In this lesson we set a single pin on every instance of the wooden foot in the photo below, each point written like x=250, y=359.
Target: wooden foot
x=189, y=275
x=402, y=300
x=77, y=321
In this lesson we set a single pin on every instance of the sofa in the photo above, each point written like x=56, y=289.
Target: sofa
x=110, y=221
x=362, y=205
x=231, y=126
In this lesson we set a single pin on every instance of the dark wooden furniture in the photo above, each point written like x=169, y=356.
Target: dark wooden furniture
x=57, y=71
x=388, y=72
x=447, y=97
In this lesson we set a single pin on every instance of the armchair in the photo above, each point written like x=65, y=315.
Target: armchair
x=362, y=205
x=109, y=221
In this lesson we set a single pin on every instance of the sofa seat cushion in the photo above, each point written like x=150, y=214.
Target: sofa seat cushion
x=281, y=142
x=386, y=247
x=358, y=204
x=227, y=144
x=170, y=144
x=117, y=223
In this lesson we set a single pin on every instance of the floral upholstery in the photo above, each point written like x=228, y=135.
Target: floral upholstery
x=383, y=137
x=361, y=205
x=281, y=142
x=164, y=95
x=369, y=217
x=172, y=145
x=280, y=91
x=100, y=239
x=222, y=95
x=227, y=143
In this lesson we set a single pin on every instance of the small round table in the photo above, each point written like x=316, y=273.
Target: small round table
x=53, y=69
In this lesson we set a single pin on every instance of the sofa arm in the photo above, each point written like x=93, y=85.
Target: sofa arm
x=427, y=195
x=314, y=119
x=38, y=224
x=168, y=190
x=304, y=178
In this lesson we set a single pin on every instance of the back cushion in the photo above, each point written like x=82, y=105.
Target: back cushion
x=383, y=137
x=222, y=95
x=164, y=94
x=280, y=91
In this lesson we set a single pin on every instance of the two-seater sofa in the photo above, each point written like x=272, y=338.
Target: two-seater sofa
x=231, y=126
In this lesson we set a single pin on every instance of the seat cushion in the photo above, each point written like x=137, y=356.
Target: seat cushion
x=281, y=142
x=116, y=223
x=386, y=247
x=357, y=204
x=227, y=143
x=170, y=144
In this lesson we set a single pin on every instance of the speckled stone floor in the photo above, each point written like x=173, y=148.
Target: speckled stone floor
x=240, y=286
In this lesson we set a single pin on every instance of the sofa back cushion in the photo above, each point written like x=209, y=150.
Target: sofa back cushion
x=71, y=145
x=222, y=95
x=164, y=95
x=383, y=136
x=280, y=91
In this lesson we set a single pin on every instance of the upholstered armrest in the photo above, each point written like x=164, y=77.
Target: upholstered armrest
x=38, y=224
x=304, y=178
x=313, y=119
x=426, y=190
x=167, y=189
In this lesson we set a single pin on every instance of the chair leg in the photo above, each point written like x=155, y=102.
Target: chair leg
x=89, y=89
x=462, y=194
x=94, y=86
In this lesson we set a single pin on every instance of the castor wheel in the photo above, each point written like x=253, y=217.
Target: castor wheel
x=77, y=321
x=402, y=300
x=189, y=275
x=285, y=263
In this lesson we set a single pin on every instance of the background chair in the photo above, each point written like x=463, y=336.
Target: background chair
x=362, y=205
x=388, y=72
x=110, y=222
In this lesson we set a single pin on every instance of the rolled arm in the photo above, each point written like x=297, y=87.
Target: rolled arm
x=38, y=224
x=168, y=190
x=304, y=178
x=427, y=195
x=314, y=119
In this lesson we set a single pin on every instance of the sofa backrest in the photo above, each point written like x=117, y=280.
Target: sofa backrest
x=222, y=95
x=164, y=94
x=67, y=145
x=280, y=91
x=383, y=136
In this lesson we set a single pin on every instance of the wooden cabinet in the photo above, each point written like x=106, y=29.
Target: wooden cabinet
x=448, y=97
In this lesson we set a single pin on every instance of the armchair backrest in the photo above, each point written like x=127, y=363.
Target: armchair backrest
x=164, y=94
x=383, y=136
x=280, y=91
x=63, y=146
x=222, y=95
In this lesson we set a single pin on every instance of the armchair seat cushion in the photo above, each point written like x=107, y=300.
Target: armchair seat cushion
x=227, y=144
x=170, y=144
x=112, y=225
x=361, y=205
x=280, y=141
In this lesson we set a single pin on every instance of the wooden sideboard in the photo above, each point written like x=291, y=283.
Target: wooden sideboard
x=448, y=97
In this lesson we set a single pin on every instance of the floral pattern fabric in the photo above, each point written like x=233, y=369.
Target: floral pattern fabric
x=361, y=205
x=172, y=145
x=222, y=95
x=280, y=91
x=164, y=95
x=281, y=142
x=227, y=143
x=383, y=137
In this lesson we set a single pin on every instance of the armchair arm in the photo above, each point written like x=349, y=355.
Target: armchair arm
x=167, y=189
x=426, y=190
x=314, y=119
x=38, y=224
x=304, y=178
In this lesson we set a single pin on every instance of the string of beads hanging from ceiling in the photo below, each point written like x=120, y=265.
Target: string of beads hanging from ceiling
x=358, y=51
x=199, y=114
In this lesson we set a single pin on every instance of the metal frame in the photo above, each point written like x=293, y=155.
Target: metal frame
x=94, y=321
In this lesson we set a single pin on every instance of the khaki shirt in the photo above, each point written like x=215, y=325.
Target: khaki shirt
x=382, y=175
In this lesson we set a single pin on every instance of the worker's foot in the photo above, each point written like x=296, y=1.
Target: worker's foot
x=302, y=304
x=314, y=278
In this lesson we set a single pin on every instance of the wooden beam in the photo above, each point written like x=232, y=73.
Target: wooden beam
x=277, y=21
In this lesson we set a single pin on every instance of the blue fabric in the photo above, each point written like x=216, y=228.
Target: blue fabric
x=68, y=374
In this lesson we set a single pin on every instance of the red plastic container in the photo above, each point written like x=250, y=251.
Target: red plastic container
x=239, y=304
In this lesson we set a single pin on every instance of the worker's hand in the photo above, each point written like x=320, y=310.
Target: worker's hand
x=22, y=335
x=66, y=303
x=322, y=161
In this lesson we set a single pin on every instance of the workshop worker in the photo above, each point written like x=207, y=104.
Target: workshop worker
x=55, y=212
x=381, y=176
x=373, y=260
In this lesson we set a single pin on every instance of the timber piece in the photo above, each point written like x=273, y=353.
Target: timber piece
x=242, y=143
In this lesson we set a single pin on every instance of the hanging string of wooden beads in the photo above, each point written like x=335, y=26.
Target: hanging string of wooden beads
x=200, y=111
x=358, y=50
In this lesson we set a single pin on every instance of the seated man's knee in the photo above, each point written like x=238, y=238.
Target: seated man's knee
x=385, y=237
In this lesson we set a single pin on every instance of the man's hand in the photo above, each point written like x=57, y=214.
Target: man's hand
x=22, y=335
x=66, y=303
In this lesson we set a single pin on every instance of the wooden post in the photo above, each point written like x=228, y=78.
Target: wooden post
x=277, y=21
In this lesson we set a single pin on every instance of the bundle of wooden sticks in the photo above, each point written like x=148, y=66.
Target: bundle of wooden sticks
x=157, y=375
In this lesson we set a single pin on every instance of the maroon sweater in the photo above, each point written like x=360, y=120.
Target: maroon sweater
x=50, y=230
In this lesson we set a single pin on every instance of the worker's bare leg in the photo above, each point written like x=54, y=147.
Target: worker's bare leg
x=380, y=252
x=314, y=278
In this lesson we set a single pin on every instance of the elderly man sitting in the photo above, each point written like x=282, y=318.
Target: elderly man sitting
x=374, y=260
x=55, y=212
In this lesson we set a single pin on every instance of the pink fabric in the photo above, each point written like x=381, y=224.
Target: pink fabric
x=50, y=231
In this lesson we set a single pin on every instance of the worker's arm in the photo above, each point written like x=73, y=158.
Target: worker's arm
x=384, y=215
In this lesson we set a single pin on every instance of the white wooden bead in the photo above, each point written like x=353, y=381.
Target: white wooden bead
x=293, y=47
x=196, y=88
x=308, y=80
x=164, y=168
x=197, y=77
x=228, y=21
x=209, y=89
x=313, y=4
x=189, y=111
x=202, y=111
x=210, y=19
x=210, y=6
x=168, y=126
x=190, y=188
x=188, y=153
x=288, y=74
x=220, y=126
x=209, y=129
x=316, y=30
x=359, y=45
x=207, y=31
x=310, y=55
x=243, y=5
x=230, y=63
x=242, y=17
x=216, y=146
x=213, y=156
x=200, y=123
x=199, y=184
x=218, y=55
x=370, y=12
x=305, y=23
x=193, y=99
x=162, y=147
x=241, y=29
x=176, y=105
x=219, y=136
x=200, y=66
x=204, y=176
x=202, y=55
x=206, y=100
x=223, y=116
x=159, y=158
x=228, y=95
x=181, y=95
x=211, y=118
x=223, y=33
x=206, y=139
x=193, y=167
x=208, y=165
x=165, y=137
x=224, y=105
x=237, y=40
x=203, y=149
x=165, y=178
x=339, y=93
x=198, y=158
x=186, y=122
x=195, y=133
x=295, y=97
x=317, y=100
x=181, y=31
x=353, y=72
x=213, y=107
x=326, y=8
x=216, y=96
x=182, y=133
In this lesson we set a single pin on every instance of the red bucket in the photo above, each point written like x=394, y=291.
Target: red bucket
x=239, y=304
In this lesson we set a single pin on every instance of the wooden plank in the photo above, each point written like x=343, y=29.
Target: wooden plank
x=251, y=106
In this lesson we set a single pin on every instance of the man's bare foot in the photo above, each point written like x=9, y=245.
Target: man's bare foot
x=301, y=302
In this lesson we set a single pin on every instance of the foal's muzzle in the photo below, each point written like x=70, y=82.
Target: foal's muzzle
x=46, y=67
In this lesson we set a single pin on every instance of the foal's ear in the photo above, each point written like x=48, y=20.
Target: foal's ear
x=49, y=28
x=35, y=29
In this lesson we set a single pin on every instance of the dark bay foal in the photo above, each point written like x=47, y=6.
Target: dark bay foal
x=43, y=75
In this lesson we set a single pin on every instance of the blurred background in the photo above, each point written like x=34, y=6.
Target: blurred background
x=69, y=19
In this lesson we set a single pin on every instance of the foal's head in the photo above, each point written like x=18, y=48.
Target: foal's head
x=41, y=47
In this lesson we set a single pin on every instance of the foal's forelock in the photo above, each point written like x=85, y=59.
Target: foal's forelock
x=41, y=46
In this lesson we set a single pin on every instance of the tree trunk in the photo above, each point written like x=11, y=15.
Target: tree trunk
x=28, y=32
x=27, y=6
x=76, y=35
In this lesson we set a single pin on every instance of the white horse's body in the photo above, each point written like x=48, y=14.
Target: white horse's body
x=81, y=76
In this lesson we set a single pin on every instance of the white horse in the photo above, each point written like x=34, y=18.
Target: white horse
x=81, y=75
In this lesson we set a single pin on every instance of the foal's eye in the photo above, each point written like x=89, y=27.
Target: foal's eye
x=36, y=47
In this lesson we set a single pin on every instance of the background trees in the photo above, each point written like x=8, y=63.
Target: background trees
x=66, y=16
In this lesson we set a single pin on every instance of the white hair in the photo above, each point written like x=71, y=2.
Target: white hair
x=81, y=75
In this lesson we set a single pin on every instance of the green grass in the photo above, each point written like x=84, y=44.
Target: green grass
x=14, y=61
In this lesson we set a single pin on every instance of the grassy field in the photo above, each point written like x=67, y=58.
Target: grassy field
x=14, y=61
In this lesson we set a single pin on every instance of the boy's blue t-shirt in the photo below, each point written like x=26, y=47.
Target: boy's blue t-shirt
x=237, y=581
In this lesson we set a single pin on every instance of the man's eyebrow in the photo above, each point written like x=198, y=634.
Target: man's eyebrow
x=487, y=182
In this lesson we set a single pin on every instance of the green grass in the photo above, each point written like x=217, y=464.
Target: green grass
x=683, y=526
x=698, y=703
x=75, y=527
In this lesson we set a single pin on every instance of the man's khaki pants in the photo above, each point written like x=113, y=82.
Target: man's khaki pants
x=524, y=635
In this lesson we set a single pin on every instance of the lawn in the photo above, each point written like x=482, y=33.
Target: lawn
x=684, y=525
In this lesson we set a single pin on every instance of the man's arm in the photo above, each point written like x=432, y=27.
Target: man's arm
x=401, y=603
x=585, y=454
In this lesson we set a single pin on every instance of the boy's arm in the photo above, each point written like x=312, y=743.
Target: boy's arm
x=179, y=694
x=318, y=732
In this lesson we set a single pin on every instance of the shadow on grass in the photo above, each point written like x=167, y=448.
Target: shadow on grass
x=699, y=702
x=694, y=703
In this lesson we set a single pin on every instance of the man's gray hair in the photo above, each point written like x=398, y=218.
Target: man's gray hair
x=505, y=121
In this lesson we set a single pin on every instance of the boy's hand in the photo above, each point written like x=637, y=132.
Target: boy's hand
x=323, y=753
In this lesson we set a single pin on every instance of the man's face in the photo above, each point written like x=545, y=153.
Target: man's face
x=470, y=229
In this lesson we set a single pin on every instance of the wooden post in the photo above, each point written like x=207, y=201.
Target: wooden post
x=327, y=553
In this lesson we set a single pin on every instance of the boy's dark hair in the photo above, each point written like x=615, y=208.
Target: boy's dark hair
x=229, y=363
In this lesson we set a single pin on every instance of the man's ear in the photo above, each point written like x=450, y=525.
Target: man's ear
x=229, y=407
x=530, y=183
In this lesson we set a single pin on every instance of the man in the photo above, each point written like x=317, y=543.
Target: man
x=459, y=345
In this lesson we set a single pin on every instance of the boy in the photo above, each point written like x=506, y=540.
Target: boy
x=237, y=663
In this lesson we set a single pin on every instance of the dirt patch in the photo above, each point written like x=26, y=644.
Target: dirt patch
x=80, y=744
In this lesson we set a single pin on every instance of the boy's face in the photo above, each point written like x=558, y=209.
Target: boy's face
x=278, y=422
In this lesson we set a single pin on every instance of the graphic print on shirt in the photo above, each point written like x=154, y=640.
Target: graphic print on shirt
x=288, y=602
◇ ◇ ◇ ◇ ◇ ◇ ◇
What to do:
Precisely the lines between those holding "like x=169, y=356." and "like x=150, y=214.", inclusive, are to be reproduced from the listing above, with nothing added.

Response area:
In this lesson we set a single pin on every instance of the dark wooden furniture in the photo above, each point written like x=169, y=356.
Target: dark wooden furniture
x=57, y=71
x=388, y=72
x=447, y=97
In this lesson we set a single pin on every instance of the armchair in the photo above, each point written like x=65, y=315.
Target: armchair
x=362, y=205
x=109, y=221
In this lesson we set a single pin on every instance of the sofa seat cushion in the photo above, each point written like x=150, y=214.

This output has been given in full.